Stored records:
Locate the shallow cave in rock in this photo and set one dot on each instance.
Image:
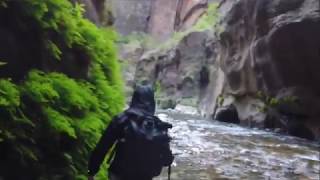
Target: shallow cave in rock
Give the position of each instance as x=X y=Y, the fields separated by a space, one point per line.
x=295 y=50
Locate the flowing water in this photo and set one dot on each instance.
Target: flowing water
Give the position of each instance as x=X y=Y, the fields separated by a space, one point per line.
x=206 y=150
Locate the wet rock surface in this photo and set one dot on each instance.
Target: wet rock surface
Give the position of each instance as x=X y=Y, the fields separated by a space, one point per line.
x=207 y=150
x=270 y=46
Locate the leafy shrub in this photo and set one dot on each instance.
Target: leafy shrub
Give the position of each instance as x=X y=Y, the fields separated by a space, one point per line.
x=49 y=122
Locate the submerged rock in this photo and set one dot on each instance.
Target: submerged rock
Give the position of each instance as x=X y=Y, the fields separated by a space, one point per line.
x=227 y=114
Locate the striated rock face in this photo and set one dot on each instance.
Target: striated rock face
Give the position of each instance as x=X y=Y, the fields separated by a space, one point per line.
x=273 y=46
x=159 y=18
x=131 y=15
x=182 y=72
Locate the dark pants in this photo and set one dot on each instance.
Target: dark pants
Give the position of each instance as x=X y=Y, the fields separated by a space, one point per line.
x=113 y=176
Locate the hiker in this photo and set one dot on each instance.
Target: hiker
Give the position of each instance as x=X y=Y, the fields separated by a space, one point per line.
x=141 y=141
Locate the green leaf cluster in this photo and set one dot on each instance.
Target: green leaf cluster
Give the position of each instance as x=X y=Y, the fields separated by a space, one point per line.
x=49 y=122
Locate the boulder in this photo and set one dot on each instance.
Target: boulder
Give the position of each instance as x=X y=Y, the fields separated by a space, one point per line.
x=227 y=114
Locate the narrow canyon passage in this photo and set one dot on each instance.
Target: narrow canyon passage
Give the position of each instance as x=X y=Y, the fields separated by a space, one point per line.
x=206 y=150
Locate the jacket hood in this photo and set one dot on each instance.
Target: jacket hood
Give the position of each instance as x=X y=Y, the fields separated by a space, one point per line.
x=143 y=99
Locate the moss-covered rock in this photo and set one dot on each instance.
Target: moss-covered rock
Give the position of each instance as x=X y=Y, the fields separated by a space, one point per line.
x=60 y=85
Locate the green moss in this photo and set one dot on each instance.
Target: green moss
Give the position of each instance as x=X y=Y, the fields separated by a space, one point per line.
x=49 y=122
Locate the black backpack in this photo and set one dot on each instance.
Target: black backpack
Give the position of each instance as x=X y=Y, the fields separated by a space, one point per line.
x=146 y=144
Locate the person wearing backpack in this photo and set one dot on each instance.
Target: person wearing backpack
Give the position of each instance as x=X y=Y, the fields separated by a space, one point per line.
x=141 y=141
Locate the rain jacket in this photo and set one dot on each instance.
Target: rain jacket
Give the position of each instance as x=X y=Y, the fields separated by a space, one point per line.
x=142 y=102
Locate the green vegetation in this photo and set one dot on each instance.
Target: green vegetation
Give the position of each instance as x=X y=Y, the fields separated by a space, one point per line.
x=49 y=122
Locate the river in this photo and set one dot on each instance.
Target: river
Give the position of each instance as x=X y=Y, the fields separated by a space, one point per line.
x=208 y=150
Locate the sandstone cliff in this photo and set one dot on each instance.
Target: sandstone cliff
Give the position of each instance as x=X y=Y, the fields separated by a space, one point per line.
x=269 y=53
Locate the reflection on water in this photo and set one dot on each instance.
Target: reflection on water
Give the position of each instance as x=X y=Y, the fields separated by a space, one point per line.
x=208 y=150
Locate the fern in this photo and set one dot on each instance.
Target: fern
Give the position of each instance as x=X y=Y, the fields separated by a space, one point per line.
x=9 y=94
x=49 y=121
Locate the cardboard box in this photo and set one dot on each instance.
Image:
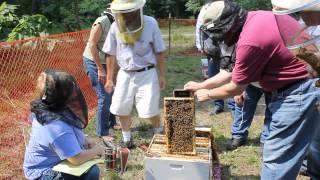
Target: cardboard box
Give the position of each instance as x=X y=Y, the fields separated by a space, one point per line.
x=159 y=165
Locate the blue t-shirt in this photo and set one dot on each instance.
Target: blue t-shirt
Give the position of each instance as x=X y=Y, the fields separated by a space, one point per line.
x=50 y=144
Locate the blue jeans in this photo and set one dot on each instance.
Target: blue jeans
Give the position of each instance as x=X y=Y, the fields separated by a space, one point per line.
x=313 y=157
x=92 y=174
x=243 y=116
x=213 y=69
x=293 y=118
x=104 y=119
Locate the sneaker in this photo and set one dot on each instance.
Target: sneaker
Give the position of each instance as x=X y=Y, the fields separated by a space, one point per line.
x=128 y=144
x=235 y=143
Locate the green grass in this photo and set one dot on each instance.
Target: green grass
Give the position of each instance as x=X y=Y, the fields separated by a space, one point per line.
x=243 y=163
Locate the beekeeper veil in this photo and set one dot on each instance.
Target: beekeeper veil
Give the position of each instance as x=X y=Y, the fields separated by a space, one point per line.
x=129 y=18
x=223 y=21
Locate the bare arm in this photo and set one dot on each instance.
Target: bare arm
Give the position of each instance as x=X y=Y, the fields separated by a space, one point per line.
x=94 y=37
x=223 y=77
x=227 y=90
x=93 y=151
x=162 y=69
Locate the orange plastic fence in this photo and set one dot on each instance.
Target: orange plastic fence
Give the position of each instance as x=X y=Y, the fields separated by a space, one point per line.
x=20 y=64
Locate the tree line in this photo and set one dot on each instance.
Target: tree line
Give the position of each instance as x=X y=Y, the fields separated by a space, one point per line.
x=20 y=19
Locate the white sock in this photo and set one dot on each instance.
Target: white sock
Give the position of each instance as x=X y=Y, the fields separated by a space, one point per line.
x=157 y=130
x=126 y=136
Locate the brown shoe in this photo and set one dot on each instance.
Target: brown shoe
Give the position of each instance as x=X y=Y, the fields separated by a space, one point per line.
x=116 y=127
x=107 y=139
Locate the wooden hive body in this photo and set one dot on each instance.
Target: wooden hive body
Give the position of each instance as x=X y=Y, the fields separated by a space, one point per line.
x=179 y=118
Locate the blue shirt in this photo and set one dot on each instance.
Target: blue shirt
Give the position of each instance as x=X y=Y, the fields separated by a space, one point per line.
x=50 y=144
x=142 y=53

## Written exercise
Express everything from the line containing "Locate the rain" down to the line containing "x=142 y=102" as a JSON list of strings, one per line, omitting blank lines.

## Task result
[
  "Locate the rain jacket in this photo and set one dot on each instance.",
  "Target: rain jacket",
  "Give the position of each instance as x=X y=Y, the fields separated by a space, one point per line.",
  "x=142 y=102"
]